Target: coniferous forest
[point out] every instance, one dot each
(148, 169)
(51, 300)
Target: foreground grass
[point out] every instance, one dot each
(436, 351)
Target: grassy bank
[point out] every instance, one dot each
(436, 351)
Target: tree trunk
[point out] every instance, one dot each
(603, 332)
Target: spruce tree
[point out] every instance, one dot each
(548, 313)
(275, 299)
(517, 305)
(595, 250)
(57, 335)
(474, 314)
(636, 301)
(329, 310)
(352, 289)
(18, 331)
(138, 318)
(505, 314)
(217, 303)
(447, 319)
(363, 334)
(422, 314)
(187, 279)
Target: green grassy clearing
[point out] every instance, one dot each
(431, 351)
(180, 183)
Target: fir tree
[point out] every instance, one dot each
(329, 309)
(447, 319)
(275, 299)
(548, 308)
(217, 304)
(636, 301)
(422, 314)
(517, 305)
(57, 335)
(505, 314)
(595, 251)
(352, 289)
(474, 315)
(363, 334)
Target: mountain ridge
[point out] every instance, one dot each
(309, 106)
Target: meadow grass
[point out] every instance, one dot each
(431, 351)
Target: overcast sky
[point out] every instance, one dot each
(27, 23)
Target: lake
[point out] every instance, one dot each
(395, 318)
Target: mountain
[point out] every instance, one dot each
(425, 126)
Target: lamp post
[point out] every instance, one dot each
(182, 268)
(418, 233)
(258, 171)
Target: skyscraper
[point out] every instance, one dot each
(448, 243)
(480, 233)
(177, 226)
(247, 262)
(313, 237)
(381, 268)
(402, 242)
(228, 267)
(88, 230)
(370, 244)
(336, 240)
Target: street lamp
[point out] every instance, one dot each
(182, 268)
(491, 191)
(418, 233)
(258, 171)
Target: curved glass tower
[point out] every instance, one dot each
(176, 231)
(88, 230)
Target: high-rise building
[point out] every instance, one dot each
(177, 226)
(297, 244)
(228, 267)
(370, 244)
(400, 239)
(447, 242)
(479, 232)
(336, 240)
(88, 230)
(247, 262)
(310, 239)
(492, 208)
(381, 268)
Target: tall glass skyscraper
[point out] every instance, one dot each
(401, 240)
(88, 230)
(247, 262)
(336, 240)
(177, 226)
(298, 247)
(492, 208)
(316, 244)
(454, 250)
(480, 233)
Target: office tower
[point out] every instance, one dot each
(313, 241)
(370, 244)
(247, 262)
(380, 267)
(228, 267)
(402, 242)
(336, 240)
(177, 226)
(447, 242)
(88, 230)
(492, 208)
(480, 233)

_ _ _ _ _ _ _

» What the task asks
Keep both end lines and retype everything in the records above from the line containing "Target: tree trunk" through the line containing "Target: fir tree", exactly, with nothing else.

» Answer area
Target: tree trunk
[point out] every instance, one dot each
(603, 332)
Target: spruce tree
[point out] every instance, one dot each
(548, 313)
(275, 299)
(517, 305)
(595, 250)
(57, 335)
(474, 314)
(636, 301)
(329, 310)
(352, 289)
(18, 331)
(138, 318)
(505, 314)
(217, 303)
(447, 319)
(363, 334)
(422, 314)
(187, 279)
Target: green grassy clearing
[point out] every instance, one dot each
(431, 351)
(180, 183)
Target: fir tree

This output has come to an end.